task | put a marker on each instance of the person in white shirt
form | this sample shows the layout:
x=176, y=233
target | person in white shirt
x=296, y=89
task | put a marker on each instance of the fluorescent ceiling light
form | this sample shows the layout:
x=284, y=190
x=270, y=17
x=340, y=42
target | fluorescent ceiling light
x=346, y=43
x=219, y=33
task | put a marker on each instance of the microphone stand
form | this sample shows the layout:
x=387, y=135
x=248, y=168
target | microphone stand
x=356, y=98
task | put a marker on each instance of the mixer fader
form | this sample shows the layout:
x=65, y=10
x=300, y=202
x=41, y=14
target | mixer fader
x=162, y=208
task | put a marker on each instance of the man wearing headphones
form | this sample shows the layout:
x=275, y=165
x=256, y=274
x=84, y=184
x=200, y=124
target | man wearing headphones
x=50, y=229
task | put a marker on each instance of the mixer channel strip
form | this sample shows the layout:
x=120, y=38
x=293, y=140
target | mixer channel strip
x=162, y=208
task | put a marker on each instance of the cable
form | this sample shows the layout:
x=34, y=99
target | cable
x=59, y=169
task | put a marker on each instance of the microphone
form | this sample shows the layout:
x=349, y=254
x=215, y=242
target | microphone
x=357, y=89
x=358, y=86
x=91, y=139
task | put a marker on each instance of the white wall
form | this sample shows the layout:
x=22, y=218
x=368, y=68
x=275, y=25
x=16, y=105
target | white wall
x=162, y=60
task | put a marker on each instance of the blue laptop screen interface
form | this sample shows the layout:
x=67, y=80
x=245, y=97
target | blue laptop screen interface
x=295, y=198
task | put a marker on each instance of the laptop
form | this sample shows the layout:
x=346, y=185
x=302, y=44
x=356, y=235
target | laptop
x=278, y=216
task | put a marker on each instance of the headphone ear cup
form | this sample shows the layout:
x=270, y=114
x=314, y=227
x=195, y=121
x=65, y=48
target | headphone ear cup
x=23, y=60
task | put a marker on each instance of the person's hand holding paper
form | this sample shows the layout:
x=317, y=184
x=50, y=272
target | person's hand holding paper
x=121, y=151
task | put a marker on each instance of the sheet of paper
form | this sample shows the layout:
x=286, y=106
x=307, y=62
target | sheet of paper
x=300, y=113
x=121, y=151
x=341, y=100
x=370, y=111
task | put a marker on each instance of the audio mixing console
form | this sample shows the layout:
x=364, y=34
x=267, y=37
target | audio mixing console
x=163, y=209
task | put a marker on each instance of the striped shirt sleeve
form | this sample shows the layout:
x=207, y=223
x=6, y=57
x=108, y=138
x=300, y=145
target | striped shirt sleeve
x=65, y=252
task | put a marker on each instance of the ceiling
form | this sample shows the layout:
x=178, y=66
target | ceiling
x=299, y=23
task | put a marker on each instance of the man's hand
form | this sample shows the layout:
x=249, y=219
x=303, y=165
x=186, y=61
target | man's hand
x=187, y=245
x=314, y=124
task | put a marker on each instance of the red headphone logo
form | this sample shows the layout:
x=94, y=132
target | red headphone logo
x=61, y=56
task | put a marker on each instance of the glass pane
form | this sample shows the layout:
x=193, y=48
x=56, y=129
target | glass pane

---------------

Exercise goal
Write out the lines above from the one containing "task | put a marker on each instance of the sheet" through the last, exactly as they are.

Output below
task | put a marker on each instance of the sheet of paper
form | this sample shows the layout:
x=286, y=106
x=307, y=62
target | sheet of paper
x=300, y=113
x=121, y=151
x=341, y=100
x=370, y=111
task | put a marker on each instance of the audio mixing console
form | this sample shows the layout:
x=364, y=34
x=267, y=37
target | audio mixing console
x=163, y=209
task | put a marker on each instance of the striped shirt sleeve
form | this sample shows the layout:
x=207, y=223
x=6, y=57
x=108, y=138
x=300, y=145
target | striped shirt sleeve
x=65, y=252
task | put a marker on each instance of the ceiling
form | this sample shows the layout:
x=178, y=66
target | ceiling
x=299, y=23
task | put a marker on each instance of the man's hand
form | this sample shows the layout:
x=249, y=219
x=303, y=165
x=186, y=61
target | man's hand
x=187, y=245
x=314, y=124
task | put a marker on each instance of the red headphone logo
form | this sample shows the layout:
x=94, y=132
target | red headphone logo
x=61, y=56
task | put a marker on each instance of the glass pane
form | this sample shows the layout:
x=193, y=48
x=56, y=129
target | glass pane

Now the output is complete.